═════ DATA TO PROCESS ═════
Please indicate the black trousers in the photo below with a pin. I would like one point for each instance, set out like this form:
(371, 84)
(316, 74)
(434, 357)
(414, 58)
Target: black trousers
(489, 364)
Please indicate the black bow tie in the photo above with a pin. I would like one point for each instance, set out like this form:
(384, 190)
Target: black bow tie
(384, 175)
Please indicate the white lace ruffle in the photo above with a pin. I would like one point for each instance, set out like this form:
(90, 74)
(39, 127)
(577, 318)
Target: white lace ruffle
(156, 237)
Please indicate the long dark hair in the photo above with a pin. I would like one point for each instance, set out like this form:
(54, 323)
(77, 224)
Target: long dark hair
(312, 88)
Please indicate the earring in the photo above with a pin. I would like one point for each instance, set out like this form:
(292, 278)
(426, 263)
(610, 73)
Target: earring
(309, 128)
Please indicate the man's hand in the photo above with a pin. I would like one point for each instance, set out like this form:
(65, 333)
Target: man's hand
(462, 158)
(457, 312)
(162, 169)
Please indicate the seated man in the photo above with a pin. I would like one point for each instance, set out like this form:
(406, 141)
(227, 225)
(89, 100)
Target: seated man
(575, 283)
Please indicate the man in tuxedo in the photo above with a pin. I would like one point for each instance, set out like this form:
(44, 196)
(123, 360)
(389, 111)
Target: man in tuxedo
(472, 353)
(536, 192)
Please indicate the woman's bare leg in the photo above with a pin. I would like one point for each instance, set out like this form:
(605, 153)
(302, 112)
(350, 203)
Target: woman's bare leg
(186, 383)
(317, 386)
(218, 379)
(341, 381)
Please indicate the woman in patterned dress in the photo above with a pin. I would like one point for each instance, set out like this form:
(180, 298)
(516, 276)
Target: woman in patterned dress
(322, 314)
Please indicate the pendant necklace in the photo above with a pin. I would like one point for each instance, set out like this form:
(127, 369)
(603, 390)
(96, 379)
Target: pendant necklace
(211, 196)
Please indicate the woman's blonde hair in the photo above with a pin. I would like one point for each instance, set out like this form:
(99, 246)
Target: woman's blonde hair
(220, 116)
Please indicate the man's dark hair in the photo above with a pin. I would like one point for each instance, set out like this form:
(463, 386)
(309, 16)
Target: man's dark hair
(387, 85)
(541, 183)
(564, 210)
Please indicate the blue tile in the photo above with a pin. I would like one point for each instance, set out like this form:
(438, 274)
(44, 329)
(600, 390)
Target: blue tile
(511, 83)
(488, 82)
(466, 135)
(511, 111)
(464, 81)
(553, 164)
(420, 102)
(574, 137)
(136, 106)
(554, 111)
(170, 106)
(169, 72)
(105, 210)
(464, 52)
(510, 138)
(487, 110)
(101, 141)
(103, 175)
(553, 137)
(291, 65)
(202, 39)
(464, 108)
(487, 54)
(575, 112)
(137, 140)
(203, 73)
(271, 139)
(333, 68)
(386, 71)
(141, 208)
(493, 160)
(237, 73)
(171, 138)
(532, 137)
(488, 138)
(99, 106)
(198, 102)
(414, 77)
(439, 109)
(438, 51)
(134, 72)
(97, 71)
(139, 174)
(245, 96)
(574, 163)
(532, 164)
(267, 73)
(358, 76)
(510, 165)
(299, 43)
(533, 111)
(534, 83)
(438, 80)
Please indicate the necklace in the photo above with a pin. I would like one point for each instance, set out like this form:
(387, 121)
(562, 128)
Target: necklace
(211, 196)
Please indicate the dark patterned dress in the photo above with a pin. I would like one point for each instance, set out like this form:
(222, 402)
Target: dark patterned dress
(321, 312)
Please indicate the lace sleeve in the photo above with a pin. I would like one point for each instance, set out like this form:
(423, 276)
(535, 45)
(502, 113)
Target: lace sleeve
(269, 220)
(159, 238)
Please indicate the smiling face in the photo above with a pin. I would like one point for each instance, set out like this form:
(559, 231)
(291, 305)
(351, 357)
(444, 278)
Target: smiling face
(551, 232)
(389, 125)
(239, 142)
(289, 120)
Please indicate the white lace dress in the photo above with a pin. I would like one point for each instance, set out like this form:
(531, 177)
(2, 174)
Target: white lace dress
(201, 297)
═════
● **WHAT THE TASK REQUIRES**
Repeat the data items verbatim, starting at the line that contains "Please indicate the smiling" and ending with the last line of the entries.

● **TASK RESPONSE**
Please indicate the smiling face in the photo above with a pin. I would like one point for each instance, set out like this form:
(559, 231)
(291, 305)
(351, 357)
(444, 278)
Target: smiling face
(551, 232)
(389, 125)
(239, 142)
(289, 120)
Please indicate the white lace dress in the photo above with a pin. I would like one point for each instance, set out like this form:
(531, 177)
(2, 174)
Target: white lace dress
(201, 297)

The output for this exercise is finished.